§ TASK DIRECTIONS
Repeat the records below word for word.
=== DATASET CONTENT ===
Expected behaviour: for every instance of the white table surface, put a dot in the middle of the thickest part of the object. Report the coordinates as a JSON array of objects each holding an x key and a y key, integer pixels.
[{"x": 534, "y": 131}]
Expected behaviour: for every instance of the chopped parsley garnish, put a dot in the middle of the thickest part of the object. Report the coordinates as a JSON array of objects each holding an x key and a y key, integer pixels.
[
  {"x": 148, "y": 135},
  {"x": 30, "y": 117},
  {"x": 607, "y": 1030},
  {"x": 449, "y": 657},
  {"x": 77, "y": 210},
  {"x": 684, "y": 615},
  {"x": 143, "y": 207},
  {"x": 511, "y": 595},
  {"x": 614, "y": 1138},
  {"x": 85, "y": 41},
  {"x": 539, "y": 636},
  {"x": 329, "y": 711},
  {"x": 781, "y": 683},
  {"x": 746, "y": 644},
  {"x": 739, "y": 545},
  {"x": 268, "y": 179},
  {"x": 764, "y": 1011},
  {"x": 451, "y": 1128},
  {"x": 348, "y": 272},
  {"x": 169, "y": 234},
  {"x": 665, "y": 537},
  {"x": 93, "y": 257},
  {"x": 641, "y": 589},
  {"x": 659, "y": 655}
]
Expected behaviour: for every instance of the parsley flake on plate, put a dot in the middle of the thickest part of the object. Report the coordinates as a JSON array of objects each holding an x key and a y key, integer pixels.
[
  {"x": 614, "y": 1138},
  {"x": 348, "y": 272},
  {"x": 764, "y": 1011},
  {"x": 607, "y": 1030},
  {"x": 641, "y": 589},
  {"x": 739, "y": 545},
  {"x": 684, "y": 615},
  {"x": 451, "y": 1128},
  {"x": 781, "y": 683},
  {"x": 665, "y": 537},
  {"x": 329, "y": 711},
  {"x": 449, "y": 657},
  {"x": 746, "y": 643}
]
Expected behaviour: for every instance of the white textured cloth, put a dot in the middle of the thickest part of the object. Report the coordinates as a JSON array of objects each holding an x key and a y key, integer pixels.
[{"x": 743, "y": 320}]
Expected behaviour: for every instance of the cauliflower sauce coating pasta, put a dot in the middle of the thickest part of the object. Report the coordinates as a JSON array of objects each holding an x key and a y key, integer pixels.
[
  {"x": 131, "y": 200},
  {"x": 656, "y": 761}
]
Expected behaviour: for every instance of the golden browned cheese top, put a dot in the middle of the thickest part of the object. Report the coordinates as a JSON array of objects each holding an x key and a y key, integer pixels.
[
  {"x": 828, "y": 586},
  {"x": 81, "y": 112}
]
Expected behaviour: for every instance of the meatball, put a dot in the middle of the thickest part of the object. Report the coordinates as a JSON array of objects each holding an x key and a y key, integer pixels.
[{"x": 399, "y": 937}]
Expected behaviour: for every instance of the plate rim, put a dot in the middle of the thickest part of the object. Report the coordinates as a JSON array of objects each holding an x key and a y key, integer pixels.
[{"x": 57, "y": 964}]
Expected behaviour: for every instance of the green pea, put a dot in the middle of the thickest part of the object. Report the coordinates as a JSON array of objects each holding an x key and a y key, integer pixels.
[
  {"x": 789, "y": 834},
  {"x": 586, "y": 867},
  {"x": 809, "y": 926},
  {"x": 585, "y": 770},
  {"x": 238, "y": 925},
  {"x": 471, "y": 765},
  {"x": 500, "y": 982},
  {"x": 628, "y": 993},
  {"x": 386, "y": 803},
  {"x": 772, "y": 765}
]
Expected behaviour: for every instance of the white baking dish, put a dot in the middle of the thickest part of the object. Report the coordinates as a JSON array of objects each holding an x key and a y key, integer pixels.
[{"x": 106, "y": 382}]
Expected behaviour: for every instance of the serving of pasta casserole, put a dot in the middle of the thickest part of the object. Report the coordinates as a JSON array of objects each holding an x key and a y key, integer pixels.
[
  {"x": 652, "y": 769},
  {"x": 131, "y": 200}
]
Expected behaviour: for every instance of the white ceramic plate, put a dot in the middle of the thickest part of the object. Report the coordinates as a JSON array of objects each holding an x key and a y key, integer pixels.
===
§ TASK ANSWER
Expected behaviour: for every instance of the white table surface, put a dot in the middle of the thickest part of the object. Report the coordinates as a JSON array of objects each holding an x key and a y key, integer pixels.
[{"x": 534, "y": 131}]
Expected behaviour: for every instance of the chopped parsley garnish, put a dot in the middle of the thickest part of the object. Report the coordinates as a JSON array of objects each holding an x key and a y key, integer pixels.
[
  {"x": 148, "y": 135},
  {"x": 30, "y": 117},
  {"x": 607, "y": 1030},
  {"x": 449, "y": 657},
  {"x": 77, "y": 210},
  {"x": 684, "y": 615},
  {"x": 143, "y": 207},
  {"x": 511, "y": 595},
  {"x": 614, "y": 1138},
  {"x": 85, "y": 41},
  {"x": 539, "y": 636},
  {"x": 329, "y": 711},
  {"x": 781, "y": 683},
  {"x": 746, "y": 644},
  {"x": 739, "y": 545},
  {"x": 268, "y": 179},
  {"x": 764, "y": 1011},
  {"x": 451, "y": 1128},
  {"x": 348, "y": 272},
  {"x": 169, "y": 234},
  {"x": 665, "y": 537},
  {"x": 93, "y": 257},
  {"x": 641, "y": 589},
  {"x": 659, "y": 655}
]
Expected behaviour: for every instance of the parsley flake on plate, put a dot in the middle of the thickest part of the object. Report the coordinates as a JSON array of objects each holding an x key and a y key, integer pixels.
[
  {"x": 614, "y": 1138},
  {"x": 348, "y": 272},
  {"x": 764, "y": 1011},
  {"x": 607, "y": 1030},
  {"x": 641, "y": 589},
  {"x": 739, "y": 545},
  {"x": 684, "y": 615},
  {"x": 451, "y": 1128},
  {"x": 781, "y": 683},
  {"x": 665, "y": 537},
  {"x": 329, "y": 711},
  {"x": 449, "y": 657},
  {"x": 746, "y": 643}
]
Expected behaviour: for every instance of the white textured cloth, put a dot in the middle of the thickest part of the object. Report the coordinates as a JSON array of objects each holding an x key and a y key, integer pixels.
[{"x": 743, "y": 320}]
Expected behaviour: for every instance of the cauliflower sauce coating pasta, put a dot in the middle of the thickest part of the object. Report the coordinates as a JSON array of objects each holding an x key and a y key, integer pixels.
[
  {"x": 131, "y": 200},
  {"x": 656, "y": 761}
]
Expected behaviour: for every instance of the golden browned cheese top, put a dot in the middle of the thickest part of the object. Report the coordinates as a JSON array of objects each holding an x key and a y key, integer pixels.
[
  {"x": 828, "y": 586},
  {"x": 81, "y": 112}
]
Expected behaviour: for every instance of the meatball, put a dot in the middle of the thickest part of the object. Report the coordinates as a JSON array of objects each holding an x key and a y key, integer pixels.
[{"x": 399, "y": 937}]
Expected behaviour: for every instance of the plate rim, put a dot in the middle of the thickest part of the object. Report the coordinates as a JSON array of objects each holding an x key and a y key, integer pixels.
[{"x": 57, "y": 964}]
Expected behaviour: for every instance of the green pea, put a dot in the middle of the thickest part of the object. Report the coordinates as a JSON array of objects each holding an x key and a y key, integer pixels.
[
  {"x": 789, "y": 834},
  {"x": 586, "y": 867},
  {"x": 809, "y": 926},
  {"x": 585, "y": 770},
  {"x": 238, "y": 925},
  {"x": 471, "y": 765},
  {"x": 500, "y": 982},
  {"x": 628, "y": 993},
  {"x": 386, "y": 803},
  {"x": 772, "y": 765}
]
Expected behaviour: for every instance of the white baking dish, put a dot in the middle of the thickest part of the object. Report the coordinates as a JSON array of objects each holding an x key and a y key, integer pixels.
[{"x": 106, "y": 382}]
Expected behaviour: for every instance of the serving of pasta casserole, put a dot in the middle of the thickest part of the object. Report the coordinates as a JSON array of objects each holding an x key and a y key, integer pixels.
[
  {"x": 652, "y": 769},
  {"x": 131, "y": 200}
]
Expected behaviour: for every instance of the white ceramic plate, put a dot in the middle of the thickest part of the object. Report the coordinates as a JSON array of objects each holding an x key and a y key, integer pixels.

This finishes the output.